* [WORK TASK 1]: In the special-issue introduction, where and when was the Eighth ACM Symposium on Solid Modeling and Applications held?
* [WORK TASK 2]: List every person named in the special-issue introduction, with the institution it gives for each.

* [PASSAGE FOR REVIEW]:
The ACM Symposium on Solid Modeling and Applications is an annual international forum for the exchange of recent research and applications of spatial modeling and computations in design, analysis and manufacturing, as well as in emerging biomedical, geophysical and other areas. Following what now has become an annual tradition, this Special Issue of JCISE includes a collection of papers that were presented at the Eighth ACM Symposium on Solid Modeling and Applications that was held at the University of Washington, Seattle, on June 16–20, 2003. The symposium was co-chaired by George Turkiyyah of University of Washington and Pere Brunet of Technical University of Catalonia in Barcelona, Spain. The international program committee included 26 leading industry and academia experts from 12 countries around the world and was co-chaired by Gershon Elber of Technion, Israel, and Vadim Shapiro of University of Wisconsin-Madison, USA. Close to eighty papers were received and reviewed for the conference by an international program committee and reviewers from around the world. At least three external reviewers and members of the program committee reviewed each paper. A total of 25 papers were selected for plenary presentation at the conference, 13 papers were selected for poster presentation, and 5 papers for shorter presentations in the new Emerging Concepts session.

Based on quality and engineering relevance, the Guest Editors invited 9 outstanding papers from the conference plenary papers, for submission to this special issue of JCISE. All papers were revised and reviewed by at least two additional referees. The subjects of the papers reflect recognition that geometric and solid models have become the primary medium for creating, editing, exchanging, analyzing, and simulating computational models in engineering. As such, the disciplines of geometric and solid modeling now play central role in computing and information science at large. The selected papers reflect this prominent role of solid modeling by describing a wide range of impressive advances in the field. These include novel engineering applications, dramatic improvements in efficiency of geometric algorithms, significant extensions of geometric techniques for new applications, and new insights on shape classification and matching through intrinsic properties of surfaces and solids.

* [MATERIAL PROVIDED]:

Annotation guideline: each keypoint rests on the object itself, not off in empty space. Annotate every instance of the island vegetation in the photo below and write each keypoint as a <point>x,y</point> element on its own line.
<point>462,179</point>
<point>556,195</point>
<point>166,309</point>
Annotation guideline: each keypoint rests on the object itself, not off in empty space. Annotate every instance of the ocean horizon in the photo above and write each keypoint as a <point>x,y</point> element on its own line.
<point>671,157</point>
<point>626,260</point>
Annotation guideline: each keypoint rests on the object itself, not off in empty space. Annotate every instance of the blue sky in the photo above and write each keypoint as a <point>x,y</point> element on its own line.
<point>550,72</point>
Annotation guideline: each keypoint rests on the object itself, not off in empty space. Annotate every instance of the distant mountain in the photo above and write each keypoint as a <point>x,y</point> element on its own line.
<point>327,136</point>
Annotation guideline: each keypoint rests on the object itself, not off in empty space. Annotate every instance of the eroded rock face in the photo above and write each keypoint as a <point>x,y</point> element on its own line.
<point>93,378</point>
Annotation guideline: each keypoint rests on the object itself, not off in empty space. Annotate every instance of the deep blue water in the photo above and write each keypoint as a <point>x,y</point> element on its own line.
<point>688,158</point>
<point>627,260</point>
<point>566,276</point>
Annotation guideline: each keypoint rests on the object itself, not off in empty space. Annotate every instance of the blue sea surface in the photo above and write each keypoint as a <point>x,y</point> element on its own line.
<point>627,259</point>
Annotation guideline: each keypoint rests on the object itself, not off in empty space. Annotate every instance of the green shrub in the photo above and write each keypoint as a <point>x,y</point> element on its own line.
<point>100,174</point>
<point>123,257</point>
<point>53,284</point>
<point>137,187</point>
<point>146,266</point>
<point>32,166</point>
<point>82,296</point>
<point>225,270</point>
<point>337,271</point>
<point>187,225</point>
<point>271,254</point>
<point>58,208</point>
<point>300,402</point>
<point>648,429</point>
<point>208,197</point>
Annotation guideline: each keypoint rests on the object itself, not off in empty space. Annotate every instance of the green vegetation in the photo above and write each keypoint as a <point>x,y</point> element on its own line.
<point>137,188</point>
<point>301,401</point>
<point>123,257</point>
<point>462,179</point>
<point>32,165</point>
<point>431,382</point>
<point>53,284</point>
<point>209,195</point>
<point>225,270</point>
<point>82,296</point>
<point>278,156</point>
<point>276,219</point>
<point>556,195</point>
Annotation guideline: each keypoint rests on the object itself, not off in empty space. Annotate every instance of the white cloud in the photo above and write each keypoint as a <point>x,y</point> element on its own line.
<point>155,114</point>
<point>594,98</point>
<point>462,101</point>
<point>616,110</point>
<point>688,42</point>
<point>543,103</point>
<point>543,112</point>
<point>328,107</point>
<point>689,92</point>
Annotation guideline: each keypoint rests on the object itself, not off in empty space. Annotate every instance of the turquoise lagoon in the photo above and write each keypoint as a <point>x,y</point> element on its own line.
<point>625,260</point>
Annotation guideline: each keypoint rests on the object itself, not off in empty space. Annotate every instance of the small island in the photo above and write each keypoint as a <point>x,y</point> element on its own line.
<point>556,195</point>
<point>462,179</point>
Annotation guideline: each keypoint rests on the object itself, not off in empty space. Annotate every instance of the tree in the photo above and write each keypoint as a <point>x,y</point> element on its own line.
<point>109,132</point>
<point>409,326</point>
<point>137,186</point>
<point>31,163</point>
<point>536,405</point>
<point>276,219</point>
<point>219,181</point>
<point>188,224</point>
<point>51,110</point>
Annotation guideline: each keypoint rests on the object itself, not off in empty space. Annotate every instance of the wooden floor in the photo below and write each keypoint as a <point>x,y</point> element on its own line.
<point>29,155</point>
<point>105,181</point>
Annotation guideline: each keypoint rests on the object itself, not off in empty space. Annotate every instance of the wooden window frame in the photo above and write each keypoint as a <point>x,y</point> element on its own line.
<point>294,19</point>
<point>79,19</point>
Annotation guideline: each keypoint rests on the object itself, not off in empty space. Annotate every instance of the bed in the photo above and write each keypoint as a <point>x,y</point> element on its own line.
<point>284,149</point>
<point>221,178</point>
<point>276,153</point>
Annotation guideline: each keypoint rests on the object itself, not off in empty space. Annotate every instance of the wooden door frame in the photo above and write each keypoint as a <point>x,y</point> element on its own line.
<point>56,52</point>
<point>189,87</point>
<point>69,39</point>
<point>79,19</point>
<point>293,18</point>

* [EXERCISE SOLUTION 1]: At the University of Washington, Seattle, on June 16–20, 2003.

* [EXERCISE SOLUTION 2]:
George Turkiyyah, University of Washington
Pere Brunet, Technical University of Catalonia in Barcelona, Spain
Gershon Elber, Technion, Israel
Vadim Shapiro, University of Wisconsin-Madison, USA